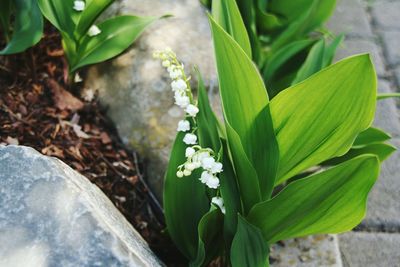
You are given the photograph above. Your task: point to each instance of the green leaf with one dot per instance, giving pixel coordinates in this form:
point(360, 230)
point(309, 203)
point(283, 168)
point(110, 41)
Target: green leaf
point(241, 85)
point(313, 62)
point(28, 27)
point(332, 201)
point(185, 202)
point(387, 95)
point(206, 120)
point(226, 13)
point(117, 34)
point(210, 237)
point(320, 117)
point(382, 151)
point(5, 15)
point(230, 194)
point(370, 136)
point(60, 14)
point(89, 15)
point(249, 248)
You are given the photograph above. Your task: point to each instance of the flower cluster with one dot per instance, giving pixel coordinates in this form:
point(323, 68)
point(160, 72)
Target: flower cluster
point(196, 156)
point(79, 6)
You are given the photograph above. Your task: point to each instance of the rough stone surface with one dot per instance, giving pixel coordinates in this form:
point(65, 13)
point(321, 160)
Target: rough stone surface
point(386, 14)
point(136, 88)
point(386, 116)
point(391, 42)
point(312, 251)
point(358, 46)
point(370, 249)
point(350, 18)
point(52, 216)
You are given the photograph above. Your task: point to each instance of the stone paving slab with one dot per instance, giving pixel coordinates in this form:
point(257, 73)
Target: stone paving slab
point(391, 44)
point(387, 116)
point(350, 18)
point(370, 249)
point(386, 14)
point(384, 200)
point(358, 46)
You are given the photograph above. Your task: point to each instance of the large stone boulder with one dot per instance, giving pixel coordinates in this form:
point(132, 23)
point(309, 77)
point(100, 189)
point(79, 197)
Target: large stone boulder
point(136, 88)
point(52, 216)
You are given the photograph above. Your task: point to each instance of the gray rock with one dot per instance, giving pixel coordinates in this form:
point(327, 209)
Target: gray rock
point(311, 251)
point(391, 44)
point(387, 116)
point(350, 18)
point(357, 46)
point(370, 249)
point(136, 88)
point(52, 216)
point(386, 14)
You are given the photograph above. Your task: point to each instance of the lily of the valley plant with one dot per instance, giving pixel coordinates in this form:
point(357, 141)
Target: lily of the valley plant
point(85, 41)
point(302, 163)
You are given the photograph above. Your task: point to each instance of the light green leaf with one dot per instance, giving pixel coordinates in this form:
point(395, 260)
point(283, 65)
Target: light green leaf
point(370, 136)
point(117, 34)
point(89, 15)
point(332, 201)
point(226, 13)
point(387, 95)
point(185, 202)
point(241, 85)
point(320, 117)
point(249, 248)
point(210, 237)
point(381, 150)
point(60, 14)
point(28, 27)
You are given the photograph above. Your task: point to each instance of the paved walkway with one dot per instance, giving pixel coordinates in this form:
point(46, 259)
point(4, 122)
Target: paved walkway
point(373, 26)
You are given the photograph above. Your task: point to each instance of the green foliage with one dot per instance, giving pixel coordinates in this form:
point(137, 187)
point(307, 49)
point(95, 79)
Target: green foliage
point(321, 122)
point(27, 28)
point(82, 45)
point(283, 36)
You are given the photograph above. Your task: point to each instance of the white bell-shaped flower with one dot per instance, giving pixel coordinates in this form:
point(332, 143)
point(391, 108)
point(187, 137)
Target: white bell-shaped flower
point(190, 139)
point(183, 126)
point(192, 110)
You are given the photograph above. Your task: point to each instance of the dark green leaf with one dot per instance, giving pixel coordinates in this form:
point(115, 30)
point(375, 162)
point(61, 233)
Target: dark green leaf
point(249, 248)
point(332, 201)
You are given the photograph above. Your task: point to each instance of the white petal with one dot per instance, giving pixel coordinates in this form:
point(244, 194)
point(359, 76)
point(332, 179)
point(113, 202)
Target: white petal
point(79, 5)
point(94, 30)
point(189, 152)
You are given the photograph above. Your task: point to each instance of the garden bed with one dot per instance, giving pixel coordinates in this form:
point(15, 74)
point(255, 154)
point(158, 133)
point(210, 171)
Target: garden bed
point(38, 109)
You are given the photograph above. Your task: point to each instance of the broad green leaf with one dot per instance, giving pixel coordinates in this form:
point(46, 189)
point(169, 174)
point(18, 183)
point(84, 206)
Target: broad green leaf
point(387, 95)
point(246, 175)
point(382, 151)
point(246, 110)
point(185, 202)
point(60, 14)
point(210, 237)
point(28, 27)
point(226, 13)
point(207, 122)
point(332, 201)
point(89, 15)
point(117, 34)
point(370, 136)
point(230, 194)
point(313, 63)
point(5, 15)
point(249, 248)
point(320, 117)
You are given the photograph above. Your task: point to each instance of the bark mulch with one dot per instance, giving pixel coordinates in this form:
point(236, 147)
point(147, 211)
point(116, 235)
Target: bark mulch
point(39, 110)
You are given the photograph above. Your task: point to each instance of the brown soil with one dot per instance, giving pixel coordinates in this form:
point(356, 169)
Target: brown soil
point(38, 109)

[Exercise]: Reproduce the entire listing above word for word, leaving out any pictures.

[Finished task]:
You are given the photograph above. Your task: point to each instance of the green leaf with one dot per instance, giving pixel coordinates in this form:
point(360, 230)
point(309, 203)
point(283, 168)
point(110, 41)
Target: green leaf
point(241, 85)
point(313, 62)
point(28, 27)
point(332, 201)
point(185, 202)
point(387, 95)
point(206, 120)
point(226, 13)
point(117, 34)
point(210, 237)
point(320, 117)
point(382, 151)
point(5, 15)
point(230, 194)
point(370, 136)
point(60, 14)
point(89, 15)
point(249, 248)
You are given the photograph above. Your task: point to each instance of the flower cluster with one dot per instance, giving pixel coordinates in this form:
point(323, 68)
point(160, 72)
Target: flower cluster
point(196, 156)
point(79, 6)
You are given the photograph above. Your task: point to each instance of the rough stone surface with one dot per instance, giving pixel coordinates in this form:
point(65, 13)
point(321, 160)
Target: rough stone surface
point(386, 14)
point(136, 88)
point(386, 116)
point(391, 42)
point(312, 251)
point(358, 46)
point(370, 249)
point(350, 18)
point(52, 216)
You are given the photograph above. Your task: point to each instance of the stone paving slab with one dot per instance, giving pixel coordinates in this form:
point(257, 73)
Target: stone paving slab
point(391, 44)
point(387, 116)
point(350, 18)
point(370, 249)
point(386, 14)
point(384, 200)
point(358, 46)
You are given the photograph above. Your task: point to each instance of the large stone boulder with one dot per instance, giving pixel coordinates in this form:
point(132, 23)
point(309, 77)
point(100, 189)
point(79, 197)
Target: large stone boulder
point(136, 88)
point(52, 216)
You are given the photograph above. Your task: point to each instance of the gray rock with one dot per instance, giving pixel coordinates in this form:
point(327, 209)
Target: gray rock
point(311, 251)
point(391, 44)
point(387, 116)
point(350, 18)
point(357, 46)
point(370, 249)
point(136, 88)
point(52, 216)
point(386, 14)
You are given the photograph above. Your task: point to each instance of the lily of the valley plant with one dot per instance, giving pixel coordinates in this form:
point(357, 141)
Target: lily of the valley plant
point(85, 41)
point(302, 163)
You are given the photograph above. Your task: point to each instance of the light green leaf with one dot per instance, giving pixel coordinates in this form:
point(395, 260)
point(283, 65)
Target: light green leaf
point(370, 136)
point(117, 34)
point(89, 15)
point(332, 201)
point(226, 13)
point(387, 95)
point(185, 202)
point(241, 85)
point(320, 117)
point(249, 248)
point(210, 237)
point(381, 150)
point(60, 14)
point(28, 27)
You are given the photograph above. Your task: point to each instance of the paved walkway with one dot per instance, giving pixel coordinates in this form:
point(46, 259)
point(4, 122)
Target: paved walkway
point(373, 26)
You are given the photograph above. Your task: point to each instance of the green foliage with one dot per instance, giving pixel coordinates in this form:
point(137, 187)
point(307, 49)
point(95, 79)
Target: green foliage
point(321, 122)
point(27, 28)
point(82, 45)
point(283, 36)
You are given the photograph above. Your task: point to each instance of the white bell-shaped flower with one dot per instance, giving pixel coordinates in this form:
point(332, 143)
point(391, 108)
point(187, 137)
Target: white bell-shaped flower
point(190, 139)
point(183, 126)
point(192, 110)
You are given the photograph above. Your task: point to each instance of the dark green leaf with one dot per instance, giving pixel coordinates in this form:
point(115, 30)
point(375, 162)
point(61, 233)
Target: dark green leaf
point(249, 248)
point(332, 201)
You are given the photograph above. Your task: point to each instance of the white petal with one dot per instance, giving pixel coordinates in this form:
point(244, 194)
point(359, 76)
point(332, 179)
point(113, 202)
Target: white petal
point(79, 5)
point(94, 30)
point(189, 152)
You are given the photograph above. Your task: point to each instance of the garden bed with one dot per instance, giving pixel coordinates in this form:
point(15, 74)
point(255, 154)
point(158, 133)
point(210, 171)
Target: garden bed
point(38, 109)
You are given the photograph above. Your task: point to each instance of the broad green leaf with one dot per instance, giving pixel coordinates in this form:
point(46, 189)
point(169, 174)
point(18, 183)
point(84, 206)
Target: broad green leaf
point(387, 95)
point(246, 175)
point(382, 151)
point(246, 110)
point(185, 202)
point(60, 14)
point(210, 237)
point(28, 27)
point(226, 13)
point(207, 122)
point(332, 201)
point(89, 15)
point(117, 34)
point(370, 136)
point(230, 194)
point(313, 63)
point(5, 15)
point(249, 248)
point(320, 117)
You are given the photograph above. Your task: point to each instance of the bark mulch with one dot per instance, giving pixel coordinates in this form:
point(236, 147)
point(147, 211)
point(116, 235)
Target: bark mulch
point(39, 110)
You are given the photograph above. Your task: point to each instance of the brown soil with one dot per instance, giving pixel coordinates in this form:
point(356, 169)
Target: brown soil
point(38, 109)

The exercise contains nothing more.